Work through the data and report how many lines include the string "below", giving the number alone.

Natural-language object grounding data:
◆ ◆ ◆

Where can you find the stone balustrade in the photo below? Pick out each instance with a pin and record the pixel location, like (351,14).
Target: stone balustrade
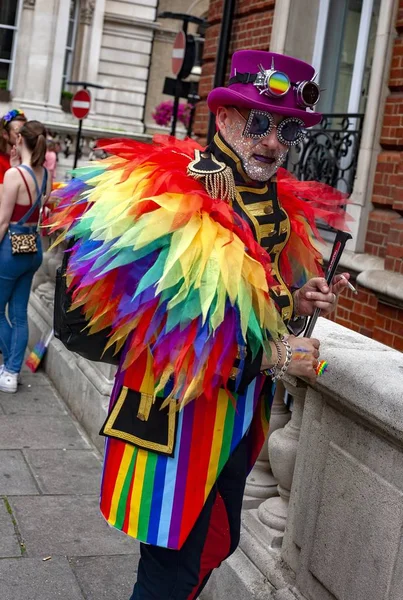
(333,532)
(323,511)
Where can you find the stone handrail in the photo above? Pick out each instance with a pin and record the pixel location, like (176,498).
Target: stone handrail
(338,536)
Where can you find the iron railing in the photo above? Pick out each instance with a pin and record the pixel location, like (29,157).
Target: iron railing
(329,151)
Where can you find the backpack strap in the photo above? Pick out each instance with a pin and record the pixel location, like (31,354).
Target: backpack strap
(34,205)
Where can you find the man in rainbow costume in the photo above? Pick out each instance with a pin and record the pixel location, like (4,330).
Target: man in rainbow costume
(200,265)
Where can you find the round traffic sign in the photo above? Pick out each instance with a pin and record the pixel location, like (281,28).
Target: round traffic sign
(81,104)
(178,52)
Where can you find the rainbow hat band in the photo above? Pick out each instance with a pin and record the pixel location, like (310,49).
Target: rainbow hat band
(273,83)
(270,82)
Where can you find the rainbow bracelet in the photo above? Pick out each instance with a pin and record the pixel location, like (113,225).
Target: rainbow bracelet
(322,367)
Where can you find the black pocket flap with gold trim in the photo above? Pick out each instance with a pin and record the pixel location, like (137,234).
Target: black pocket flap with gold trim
(138,419)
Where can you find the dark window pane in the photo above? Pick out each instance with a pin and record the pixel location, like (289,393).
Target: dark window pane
(4,70)
(6,43)
(70,34)
(8,12)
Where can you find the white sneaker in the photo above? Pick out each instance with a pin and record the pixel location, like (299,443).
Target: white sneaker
(8,381)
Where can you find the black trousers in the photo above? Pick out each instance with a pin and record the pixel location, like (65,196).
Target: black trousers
(165,574)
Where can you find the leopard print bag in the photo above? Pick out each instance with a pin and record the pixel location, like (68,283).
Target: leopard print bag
(26,242)
(23,243)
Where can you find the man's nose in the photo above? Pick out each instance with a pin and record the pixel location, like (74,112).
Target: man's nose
(271,141)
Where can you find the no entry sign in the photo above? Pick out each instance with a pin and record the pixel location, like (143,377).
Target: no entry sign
(81,104)
(178,52)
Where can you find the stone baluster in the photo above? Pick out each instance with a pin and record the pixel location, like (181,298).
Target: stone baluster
(261,484)
(283,445)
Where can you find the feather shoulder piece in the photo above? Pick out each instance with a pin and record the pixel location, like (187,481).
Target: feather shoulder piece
(165,266)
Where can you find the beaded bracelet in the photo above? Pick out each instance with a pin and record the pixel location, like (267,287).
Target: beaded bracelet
(288,357)
(272,370)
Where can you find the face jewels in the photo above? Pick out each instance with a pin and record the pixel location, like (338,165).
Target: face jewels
(290,131)
(259,163)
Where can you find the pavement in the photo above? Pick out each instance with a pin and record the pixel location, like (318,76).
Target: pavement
(54,542)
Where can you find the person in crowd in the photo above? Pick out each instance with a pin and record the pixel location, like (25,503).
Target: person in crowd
(200,267)
(25,189)
(10,124)
(51,158)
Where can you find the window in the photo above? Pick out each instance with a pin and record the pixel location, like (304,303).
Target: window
(9,13)
(347,54)
(71,42)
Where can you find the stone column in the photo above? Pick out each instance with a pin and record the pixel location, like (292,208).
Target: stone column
(261,484)
(283,445)
(83,43)
(59,51)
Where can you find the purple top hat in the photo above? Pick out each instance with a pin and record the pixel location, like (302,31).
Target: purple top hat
(270,82)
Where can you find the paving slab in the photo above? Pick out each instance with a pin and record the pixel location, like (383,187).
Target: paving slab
(35,400)
(17,431)
(9,544)
(15,476)
(105,577)
(67,526)
(33,579)
(33,379)
(65,472)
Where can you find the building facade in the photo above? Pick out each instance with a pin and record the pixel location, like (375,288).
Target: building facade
(356,48)
(120,45)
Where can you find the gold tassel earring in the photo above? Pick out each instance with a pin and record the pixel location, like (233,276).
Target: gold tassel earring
(216,176)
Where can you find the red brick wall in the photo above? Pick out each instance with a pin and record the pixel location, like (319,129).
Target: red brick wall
(382,237)
(365,314)
(251,29)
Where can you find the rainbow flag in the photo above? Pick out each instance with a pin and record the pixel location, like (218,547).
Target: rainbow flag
(34,359)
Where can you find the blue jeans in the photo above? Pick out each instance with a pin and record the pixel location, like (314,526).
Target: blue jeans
(16,274)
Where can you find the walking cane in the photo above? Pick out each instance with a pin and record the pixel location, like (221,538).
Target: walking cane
(339,243)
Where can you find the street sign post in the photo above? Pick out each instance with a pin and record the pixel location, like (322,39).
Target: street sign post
(178,52)
(80,108)
(81,104)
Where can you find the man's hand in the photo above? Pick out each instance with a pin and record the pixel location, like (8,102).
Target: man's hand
(305,354)
(15,160)
(317,294)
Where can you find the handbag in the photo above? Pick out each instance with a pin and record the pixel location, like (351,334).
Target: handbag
(71,326)
(25,242)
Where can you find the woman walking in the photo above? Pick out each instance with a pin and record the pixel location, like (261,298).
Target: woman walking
(25,189)
(10,125)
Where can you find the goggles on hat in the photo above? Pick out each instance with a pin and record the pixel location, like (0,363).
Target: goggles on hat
(276,84)
(290,131)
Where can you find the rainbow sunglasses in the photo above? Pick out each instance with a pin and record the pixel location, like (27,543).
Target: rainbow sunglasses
(276,84)
(290,131)
(11,115)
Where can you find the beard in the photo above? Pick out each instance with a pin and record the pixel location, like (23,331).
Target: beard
(262,167)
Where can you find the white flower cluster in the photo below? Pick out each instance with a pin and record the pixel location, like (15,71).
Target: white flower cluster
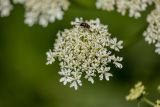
(133,7)
(5,8)
(86,49)
(152,34)
(43,11)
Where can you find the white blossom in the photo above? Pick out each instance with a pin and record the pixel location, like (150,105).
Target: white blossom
(105,4)
(5,7)
(43,11)
(152,33)
(86,49)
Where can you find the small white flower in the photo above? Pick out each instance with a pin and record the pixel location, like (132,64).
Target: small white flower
(152,33)
(86,49)
(50,57)
(43,11)
(105,4)
(5,8)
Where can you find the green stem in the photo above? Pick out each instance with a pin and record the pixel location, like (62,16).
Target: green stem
(144,99)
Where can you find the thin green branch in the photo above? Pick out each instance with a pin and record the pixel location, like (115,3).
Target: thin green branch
(144,99)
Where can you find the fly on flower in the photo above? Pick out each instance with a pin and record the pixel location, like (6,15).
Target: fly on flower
(85,53)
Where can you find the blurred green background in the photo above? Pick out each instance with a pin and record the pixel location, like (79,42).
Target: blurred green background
(25,80)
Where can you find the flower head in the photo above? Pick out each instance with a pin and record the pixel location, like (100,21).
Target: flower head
(152,34)
(136,92)
(86,49)
(43,11)
(5,8)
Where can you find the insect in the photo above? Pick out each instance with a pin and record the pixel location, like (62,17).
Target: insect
(85,25)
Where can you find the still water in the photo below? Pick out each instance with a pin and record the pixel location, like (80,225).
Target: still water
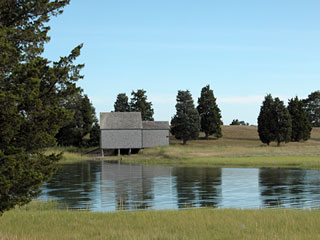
(102,186)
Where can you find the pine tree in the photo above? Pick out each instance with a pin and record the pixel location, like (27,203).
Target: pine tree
(139,103)
(301,126)
(80,126)
(266,121)
(209,113)
(122,104)
(312,106)
(185,124)
(32,92)
(282,118)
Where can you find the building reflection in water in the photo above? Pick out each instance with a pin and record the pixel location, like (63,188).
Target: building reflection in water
(103,186)
(131,186)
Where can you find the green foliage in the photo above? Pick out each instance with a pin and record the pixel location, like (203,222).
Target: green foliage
(82,122)
(282,119)
(94,135)
(32,92)
(22,175)
(266,121)
(312,106)
(209,113)
(139,103)
(122,104)
(185,124)
(301,126)
(274,121)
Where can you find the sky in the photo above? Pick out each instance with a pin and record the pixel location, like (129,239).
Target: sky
(242,49)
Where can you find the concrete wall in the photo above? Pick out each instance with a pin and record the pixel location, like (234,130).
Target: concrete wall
(118,138)
(155,137)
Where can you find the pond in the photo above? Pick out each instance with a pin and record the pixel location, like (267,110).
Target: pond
(103,186)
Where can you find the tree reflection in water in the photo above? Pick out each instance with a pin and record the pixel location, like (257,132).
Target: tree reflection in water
(288,187)
(198,187)
(103,186)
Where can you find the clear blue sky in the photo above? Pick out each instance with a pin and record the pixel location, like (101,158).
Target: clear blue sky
(243,49)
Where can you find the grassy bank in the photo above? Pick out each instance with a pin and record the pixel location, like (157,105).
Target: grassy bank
(71,154)
(45,222)
(239,147)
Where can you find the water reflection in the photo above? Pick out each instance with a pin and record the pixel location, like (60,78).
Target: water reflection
(289,188)
(198,187)
(101,186)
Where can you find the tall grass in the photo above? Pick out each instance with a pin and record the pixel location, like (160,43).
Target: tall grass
(183,224)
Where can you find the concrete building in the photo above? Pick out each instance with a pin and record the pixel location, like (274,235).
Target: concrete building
(126,130)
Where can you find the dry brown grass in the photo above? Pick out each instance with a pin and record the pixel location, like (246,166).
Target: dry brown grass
(183,224)
(239,146)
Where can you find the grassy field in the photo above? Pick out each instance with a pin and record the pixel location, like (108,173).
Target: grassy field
(43,221)
(239,147)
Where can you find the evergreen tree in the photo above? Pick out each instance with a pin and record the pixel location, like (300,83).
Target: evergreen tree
(312,106)
(282,118)
(139,103)
(185,124)
(301,127)
(266,121)
(94,140)
(32,91)
(82,122)
(209,113)
(122,104)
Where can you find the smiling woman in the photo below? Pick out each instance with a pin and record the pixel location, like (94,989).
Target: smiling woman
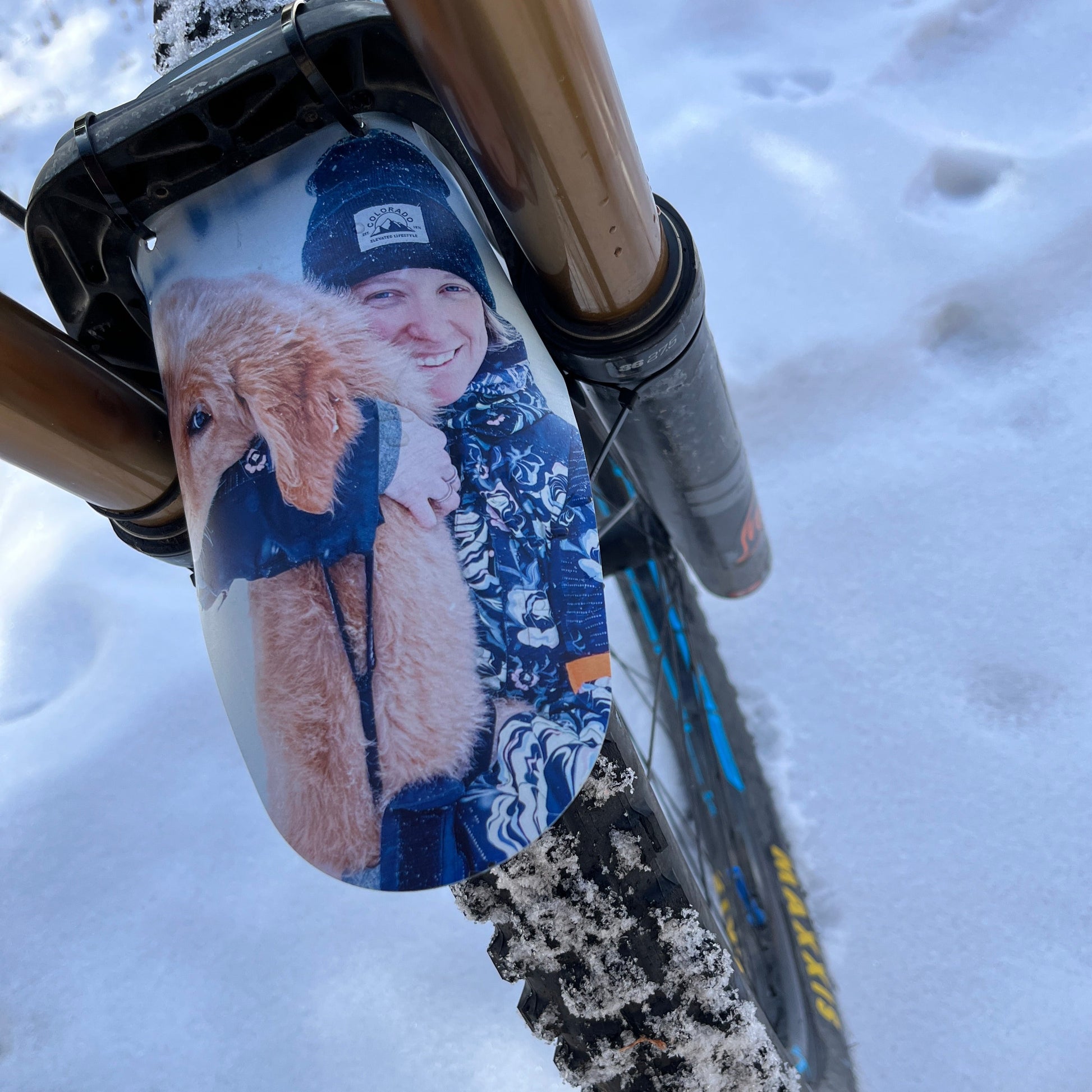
(432,677)
(437,317)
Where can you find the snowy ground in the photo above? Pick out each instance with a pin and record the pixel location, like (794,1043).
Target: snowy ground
(892,205)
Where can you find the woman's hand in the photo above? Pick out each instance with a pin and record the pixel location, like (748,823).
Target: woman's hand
(425,482)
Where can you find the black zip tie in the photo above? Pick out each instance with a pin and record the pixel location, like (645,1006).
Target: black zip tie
(81,130)
(627,397)
(10,209)
(320,89)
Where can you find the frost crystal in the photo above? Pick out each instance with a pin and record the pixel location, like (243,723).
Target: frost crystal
(183,27)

◆ ◆ ◆

- [TASK OUTPUT]:
4